PASSAGE SHOWN »
━━━
While the article was relavent, I don't think it answered the original question about black hole creation. Mathur's article already assumes a horizon exists and examines the fate of matter falling towards it. I want to reformulate the question in a way that emphasizes the tension between fuzzballs and low energy physics.

Imagine you're in a spaceship floating in the center of an enormous spherical, homogenous cloud of a very clold, diffuse gas. The total mass of the cloud is about ~$3.9*10^9$ solar masses, and its initially radius is ~$1000 AU$, giving it a density of about ~$0.5 \frac{g}{m^3}$. Slowly, the cloud condenses around you. It eventually reaches a radius of ~$76 AU$, and a density of ~$1.25 \frac{kg}{m^3}$, or the average density of air on Earth.

Despite this mild density of ~$1.25 \frac{kg}{m^3}$, the cloud has collapsed into a black hole. Calculating the Schwarzschild radius

$$ R = \frac{2 G (3.9*10^9 M_☉)}{c^2} ≈ 76 AU$$

At the center of the cloud, you remain oblivious of your future demise, because the local physics around you is mild, and it will remain so for a while. But eventually the density will increase exponentially, and you'll get shredded by the singularity.
━━━
WRITTEN TASK 1 » Echo the black hole passage from "While the article" to "air on Earth.", word for word.
WRITTEN TASK 2 »
Answer these questions about the black hole passage:
(a) Whose article assumes that a horizon already exists?
(b) What is the total mass of the gas cloud, in solar masses?
(c) What density does the cloud reach at a radius of about 76 AU, and what is it compared to?
WRITTEN TASK 3 » Go on with the black hole passage from the point where it stops.

INFORMATION SHOWN »
━━━
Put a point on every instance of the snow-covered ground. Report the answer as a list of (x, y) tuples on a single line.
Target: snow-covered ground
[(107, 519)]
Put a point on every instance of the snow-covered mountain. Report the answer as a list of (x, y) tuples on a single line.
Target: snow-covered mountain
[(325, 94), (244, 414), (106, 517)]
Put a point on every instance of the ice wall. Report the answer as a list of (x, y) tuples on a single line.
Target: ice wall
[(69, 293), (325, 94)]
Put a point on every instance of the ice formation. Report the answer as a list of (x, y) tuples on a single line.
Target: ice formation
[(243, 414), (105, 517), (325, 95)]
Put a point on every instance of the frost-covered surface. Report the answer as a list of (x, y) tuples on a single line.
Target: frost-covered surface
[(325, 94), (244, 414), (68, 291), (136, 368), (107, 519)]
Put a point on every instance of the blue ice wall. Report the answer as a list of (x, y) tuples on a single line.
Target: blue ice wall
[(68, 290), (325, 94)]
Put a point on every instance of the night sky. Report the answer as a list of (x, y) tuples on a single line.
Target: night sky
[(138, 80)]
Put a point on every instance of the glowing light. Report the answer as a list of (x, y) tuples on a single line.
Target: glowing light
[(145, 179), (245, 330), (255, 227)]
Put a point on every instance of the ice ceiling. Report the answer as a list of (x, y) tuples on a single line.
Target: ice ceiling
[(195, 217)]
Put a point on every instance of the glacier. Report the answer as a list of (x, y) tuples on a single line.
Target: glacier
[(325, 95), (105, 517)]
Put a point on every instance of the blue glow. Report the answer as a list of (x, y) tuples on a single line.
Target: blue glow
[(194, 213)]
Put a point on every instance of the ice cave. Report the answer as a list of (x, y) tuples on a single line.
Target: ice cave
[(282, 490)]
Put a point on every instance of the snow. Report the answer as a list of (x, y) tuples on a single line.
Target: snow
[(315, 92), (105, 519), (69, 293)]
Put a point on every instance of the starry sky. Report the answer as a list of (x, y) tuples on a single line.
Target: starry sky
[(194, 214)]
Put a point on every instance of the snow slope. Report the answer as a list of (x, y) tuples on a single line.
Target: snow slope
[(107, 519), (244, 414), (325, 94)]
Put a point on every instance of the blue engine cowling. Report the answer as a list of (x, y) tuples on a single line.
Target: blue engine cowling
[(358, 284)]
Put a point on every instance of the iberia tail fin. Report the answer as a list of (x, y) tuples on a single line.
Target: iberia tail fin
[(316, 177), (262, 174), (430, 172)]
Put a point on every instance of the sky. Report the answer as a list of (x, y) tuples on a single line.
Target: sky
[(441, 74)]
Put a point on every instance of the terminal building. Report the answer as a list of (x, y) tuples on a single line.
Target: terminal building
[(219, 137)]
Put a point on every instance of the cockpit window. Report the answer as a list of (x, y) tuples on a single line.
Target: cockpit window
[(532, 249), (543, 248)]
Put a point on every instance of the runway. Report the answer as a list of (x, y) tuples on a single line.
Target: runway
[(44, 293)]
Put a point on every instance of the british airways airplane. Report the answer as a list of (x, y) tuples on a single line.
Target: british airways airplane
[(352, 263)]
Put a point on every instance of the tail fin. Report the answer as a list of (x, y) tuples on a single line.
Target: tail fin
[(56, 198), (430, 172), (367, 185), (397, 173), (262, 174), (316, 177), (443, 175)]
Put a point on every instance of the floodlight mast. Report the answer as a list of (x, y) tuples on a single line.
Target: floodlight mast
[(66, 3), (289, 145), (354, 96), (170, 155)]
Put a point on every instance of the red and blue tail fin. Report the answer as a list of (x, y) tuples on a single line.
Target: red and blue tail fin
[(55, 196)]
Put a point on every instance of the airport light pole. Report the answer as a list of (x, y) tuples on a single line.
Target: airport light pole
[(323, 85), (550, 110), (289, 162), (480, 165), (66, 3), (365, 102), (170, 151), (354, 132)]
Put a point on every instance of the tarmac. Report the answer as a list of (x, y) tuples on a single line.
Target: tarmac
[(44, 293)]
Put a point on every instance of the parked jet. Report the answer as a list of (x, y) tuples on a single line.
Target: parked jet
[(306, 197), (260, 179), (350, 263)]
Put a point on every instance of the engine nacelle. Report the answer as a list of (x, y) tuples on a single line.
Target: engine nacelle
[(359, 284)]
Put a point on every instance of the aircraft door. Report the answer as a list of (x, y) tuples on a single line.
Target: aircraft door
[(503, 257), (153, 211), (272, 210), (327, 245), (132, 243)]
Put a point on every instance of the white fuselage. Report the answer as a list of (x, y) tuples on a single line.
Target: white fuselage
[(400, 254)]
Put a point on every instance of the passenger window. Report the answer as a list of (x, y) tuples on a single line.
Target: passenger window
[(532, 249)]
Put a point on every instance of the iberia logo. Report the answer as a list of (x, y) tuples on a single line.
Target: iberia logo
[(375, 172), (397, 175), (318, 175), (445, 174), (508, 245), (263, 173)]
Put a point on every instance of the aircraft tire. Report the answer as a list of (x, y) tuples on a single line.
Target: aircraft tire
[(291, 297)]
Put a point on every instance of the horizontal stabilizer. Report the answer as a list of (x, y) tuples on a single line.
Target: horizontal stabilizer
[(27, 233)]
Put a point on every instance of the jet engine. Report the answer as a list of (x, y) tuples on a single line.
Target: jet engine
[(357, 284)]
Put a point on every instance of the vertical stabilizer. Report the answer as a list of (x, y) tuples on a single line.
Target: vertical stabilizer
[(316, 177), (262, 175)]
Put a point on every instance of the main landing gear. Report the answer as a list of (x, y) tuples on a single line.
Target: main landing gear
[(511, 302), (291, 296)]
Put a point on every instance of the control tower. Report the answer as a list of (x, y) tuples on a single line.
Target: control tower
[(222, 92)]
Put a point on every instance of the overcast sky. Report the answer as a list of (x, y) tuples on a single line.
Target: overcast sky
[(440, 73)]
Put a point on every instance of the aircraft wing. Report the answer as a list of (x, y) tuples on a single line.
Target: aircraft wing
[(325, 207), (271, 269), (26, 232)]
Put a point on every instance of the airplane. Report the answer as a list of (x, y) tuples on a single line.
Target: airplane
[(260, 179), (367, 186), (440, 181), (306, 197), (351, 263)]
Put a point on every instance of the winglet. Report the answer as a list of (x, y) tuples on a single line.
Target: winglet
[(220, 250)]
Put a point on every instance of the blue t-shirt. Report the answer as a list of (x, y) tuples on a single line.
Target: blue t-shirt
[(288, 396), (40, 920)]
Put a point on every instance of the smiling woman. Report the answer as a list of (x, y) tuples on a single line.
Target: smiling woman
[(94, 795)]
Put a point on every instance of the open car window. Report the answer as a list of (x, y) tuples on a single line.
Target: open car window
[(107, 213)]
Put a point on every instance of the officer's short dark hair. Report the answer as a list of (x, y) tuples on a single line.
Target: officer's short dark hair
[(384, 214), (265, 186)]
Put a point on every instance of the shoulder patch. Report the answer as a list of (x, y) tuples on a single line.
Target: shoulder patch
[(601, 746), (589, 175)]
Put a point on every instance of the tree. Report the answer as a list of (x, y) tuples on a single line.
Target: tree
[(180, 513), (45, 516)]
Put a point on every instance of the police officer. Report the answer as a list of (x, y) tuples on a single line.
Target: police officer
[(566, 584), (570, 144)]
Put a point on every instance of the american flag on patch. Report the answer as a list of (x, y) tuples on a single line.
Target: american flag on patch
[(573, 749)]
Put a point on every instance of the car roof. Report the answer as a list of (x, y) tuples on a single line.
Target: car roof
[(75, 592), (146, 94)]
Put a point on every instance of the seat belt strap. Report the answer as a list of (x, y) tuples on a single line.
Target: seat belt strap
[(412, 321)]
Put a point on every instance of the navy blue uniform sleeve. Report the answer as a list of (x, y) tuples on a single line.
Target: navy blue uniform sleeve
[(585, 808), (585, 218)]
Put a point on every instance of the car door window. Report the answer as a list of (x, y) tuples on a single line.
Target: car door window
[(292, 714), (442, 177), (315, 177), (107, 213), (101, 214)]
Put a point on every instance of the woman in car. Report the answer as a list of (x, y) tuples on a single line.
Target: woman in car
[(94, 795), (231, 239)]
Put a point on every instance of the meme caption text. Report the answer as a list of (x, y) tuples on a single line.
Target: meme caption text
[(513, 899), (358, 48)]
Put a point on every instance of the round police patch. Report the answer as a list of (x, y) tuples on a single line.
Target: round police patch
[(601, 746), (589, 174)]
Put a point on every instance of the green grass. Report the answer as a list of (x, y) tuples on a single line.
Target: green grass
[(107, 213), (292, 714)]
━━━
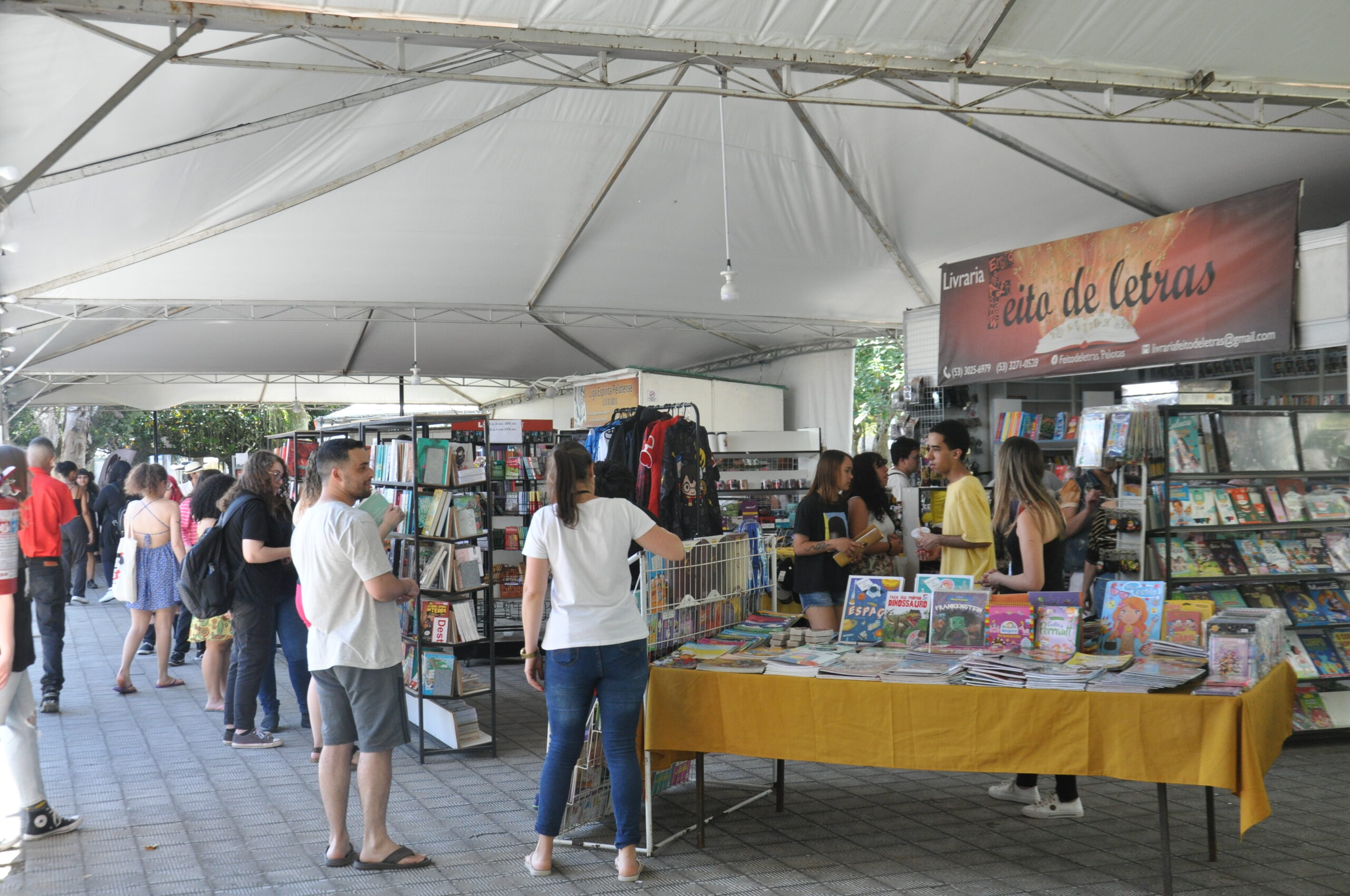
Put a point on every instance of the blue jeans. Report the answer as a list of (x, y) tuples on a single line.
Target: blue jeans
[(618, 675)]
━━━
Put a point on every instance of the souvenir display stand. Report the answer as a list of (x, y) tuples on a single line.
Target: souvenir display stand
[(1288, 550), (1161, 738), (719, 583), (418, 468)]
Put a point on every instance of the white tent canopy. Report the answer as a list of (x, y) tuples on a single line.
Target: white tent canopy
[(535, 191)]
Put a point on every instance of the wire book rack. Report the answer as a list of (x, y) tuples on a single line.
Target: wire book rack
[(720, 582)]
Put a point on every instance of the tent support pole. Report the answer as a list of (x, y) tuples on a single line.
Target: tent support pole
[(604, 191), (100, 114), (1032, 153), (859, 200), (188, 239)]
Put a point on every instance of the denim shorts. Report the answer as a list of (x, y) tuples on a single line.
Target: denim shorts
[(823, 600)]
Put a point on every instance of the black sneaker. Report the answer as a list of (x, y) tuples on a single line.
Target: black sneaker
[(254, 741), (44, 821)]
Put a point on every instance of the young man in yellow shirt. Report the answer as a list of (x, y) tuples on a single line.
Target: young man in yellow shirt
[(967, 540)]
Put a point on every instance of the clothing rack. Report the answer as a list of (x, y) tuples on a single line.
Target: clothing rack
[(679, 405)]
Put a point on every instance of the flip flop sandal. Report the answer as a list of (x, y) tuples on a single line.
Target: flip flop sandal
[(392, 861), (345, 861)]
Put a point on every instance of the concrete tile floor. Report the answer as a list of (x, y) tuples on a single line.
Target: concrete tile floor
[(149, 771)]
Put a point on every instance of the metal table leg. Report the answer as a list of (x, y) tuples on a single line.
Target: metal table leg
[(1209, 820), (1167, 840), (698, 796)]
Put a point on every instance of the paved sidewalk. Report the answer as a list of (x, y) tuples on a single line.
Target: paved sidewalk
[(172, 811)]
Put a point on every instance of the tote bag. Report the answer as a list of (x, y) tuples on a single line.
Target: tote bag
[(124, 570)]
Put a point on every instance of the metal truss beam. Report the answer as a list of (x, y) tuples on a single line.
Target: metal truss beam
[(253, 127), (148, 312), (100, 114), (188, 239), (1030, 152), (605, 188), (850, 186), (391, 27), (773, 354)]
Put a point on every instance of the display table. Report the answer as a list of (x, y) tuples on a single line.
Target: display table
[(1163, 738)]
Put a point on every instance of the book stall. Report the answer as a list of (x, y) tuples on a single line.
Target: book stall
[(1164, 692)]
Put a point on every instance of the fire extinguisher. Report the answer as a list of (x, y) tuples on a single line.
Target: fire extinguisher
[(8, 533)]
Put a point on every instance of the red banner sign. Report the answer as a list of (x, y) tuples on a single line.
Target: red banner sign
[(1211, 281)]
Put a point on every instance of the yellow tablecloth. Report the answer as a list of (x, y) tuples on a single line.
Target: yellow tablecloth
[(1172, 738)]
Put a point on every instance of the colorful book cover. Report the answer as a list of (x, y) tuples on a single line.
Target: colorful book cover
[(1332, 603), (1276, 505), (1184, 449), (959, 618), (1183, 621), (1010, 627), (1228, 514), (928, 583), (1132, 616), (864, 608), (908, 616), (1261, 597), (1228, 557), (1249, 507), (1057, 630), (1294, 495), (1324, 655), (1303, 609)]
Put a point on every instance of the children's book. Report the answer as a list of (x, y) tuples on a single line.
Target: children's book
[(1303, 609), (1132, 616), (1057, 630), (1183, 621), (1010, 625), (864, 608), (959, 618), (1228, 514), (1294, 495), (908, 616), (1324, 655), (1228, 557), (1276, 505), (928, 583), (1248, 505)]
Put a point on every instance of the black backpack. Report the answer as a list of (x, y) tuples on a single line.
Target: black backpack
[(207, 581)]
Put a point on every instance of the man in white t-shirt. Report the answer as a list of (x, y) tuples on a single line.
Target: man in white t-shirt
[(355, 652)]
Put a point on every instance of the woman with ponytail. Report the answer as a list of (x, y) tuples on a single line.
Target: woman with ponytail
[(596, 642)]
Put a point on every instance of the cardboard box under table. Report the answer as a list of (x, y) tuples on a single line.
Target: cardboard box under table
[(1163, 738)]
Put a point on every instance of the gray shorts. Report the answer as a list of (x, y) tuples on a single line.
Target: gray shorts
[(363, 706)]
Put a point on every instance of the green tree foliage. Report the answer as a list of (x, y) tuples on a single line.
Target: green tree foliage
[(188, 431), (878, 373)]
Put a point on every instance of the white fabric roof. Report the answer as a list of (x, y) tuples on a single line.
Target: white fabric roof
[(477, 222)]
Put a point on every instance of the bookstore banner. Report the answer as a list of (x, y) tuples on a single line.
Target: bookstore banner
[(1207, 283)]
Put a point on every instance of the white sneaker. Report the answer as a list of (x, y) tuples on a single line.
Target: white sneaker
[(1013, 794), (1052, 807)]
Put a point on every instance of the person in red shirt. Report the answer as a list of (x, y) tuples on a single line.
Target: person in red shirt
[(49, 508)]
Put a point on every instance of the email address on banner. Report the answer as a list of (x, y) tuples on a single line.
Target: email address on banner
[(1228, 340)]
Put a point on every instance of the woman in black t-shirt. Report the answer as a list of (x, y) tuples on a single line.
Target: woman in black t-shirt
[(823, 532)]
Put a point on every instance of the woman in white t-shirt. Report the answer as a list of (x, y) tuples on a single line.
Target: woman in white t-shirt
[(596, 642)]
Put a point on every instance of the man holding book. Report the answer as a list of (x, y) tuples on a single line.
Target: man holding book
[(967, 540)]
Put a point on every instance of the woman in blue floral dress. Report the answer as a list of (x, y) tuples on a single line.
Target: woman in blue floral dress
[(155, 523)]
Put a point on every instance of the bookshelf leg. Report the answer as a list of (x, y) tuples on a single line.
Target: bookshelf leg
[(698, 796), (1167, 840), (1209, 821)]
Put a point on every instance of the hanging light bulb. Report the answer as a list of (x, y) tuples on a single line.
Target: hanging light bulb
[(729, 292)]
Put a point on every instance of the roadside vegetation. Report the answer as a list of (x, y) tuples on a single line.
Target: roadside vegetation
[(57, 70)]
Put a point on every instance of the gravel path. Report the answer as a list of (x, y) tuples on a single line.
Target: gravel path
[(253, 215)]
━━━
EXPECTED OUTPUT 1 »
While the article was relavent, I don't think it answered the original question about black hole creation. Mathur's article already assumes a horizon exists and examines the fate of matter falling towards it. I want to reformulate the question in a way that emphasizes the tension between fuzzballs and low energy physics.

Imagine you're in a spaceship floating in the center of an enormous spherical, homogenous cloud of a very clold, diffuse gas. The total mass of the cloud is about ~$3.9*10^9$ solar masses, and its initially radius is ~$1000 AU$, giving it a density of about ~$0.5 \frac{g}{m^3}$. Slowly, the cloud condenses around you. It eventually reaches a radius of ~$76 AU$, and a density of ~$1.25 \frac{kg}{m^3}$, or the average density of air on Earth.

EXPECTED OUTPUT 2 »
(a) Mathur's article.
(b) About 3.9 × 10^9 solar masses.
(c) About 1.25 kg/m³, which is the average density of air on Earth.

EXPECTED OUTPUT 3 »
That's what would happen according to GR. But according to the fuzzball proposal, there is no interior to the black hole. There's only an extreme configuration of strings and D-branes at the location that is usually called the event horizon, and there's nothing beyond that.

But how would fuzzballs explain the scenario described above? According to GR, at the moment of the formation of the black hole, the local physics around an observer at the center of the gas cloud is simple low energy effective physics, it's table top stuff. But according to the fuzzballs proposal, the moment the cloud reaches the Schwarzschild radius then the entire interior instantly becomes a high energy mess of strings and D-branes that removes the interior from existence.

How does fuzzball proposal reconcile this?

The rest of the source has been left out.